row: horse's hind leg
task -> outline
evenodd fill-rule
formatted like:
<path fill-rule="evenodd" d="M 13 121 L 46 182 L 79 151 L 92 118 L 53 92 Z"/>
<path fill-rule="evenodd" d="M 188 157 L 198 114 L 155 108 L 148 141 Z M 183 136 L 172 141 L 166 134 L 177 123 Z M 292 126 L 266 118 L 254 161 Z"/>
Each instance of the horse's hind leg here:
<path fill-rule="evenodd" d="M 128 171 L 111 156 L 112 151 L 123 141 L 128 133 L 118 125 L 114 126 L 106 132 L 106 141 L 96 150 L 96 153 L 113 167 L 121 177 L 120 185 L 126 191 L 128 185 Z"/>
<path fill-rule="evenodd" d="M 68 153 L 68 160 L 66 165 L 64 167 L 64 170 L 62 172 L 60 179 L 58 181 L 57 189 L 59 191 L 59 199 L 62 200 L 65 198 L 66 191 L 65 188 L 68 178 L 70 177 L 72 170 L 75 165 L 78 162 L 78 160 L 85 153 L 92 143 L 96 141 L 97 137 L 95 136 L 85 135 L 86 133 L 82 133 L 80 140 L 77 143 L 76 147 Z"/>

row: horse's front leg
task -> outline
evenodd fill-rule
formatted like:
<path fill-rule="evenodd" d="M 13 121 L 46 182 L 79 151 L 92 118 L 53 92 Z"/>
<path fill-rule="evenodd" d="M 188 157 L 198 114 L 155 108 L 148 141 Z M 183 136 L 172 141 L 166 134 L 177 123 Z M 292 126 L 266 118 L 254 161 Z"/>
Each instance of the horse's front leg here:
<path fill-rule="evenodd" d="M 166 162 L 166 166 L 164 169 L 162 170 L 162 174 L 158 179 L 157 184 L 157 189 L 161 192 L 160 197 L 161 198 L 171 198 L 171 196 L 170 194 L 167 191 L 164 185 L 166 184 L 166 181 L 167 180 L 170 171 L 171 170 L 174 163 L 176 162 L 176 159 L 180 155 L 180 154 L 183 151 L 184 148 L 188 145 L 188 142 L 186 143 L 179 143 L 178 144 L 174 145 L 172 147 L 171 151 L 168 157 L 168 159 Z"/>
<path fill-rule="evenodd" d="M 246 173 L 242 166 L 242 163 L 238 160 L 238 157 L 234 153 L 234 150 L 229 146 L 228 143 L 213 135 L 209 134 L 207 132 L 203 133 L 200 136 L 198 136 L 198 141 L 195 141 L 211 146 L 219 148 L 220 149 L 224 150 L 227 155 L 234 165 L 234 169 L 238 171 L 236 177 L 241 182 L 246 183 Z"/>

[Exercise aim]:
Every line above needs to be retyped exactly.

[In response]:
row: horse's hind leg
task -> outline
evenodd fill-rule
formatted like:
<path fill-rule="evenodd" d="M 13 121 L 46 182 L 79 151 L 92 118 L 53 92 Z"/>
<path fill-rule="evenodd" d="M 188 157 L 198 114 L 155 108 L 148 141 Z M 183 136 L 172 141 L 166 134 L 177 123 Z M 292 126 L 266 118 L 254 161 Z"/>
Each instance of the horse's hind leg here:
<path fill-rule="evenodd" d="M 128 171 L 111 156 L 112 151 L 123 141 L 128 133 L 118 125 L 114 126 L 106 132 L 106 141 L 96 150 L 96 153 L 113 167 L 121 177 L 120 185 L 126 191 L 128 185 Z"/>
<path fill-rule="evenodd" d="M 68 153 L 68 160 L 66 165 L 64 167 L 64 170 L 62 172 L 60 179 L 58 181 L 57 189 L 59 191 L 59 199 L 62 200 L 65 198 L 66 191 L 65 188 L 68 178 L 70 177 L 72 170 L 75 165 L 78 162 L 78 160 L 85 153 L 92 143 L 96 141 L 97 137 L 95 136 L 85 135 L 86 133 L 82 133 L 80 140 L 77 143 L 76 147 Z"/>

row: horse's front leg
task -> outline
evenodd fill-rule
formatted like:
<path fill-rule="evenodd" d="M 13 121 L 46 182 L 79 151 L 92 118 L 53 92 Z"/>
<path fill-rule="evenodd" d="M 188 157 L 198 114 L 155 108 L 148 141 Z M 183 136 L 172 141 L 166 134 L 177 123 Z M 292 126 L 266 118 L 254 161 Z"/>
Each instance of the horse's front leg here:
<path fill-rule="evenodd" d="M 166 162 L 166 166 L 164 169 L 162 170 L 162 174 L 158 179 L 157 184 L 157 189 L 161 192 L 160 197 L 161 198 L 171 198 L 171 196 L 170 194 L 167 191 L 164 185 L 166 184 L 166 181 L 167 180 L 170 171 L 171 170 L 174 163 L 176 162 L 176 159 L 180 155 L 180 154 L 183 151 L 184 148 L 188 145 L 188 142 L 186 143 L 179 143 L 178 144 L 174 145 L 172 147 L 171 151 L 168 157 L 168 159 Z"/>
<path fill-rule="evenodd" d="M 246 173 L 242 166 L 242 163 L 238 160 L 238 157 L 234 153 L 234 150 L 229 146 L 228 143 L 213 135 L 209 134 L 207 132 L 203 133 L 200 136 L 198 136 L 198 141 L 195 141 L 211 146 L 219 148 L 220 149 L 224 150 L 227 155 L 234 165 L 234 169 L 238 171 L 236 177 L 241 182 L 246 183 Z"/>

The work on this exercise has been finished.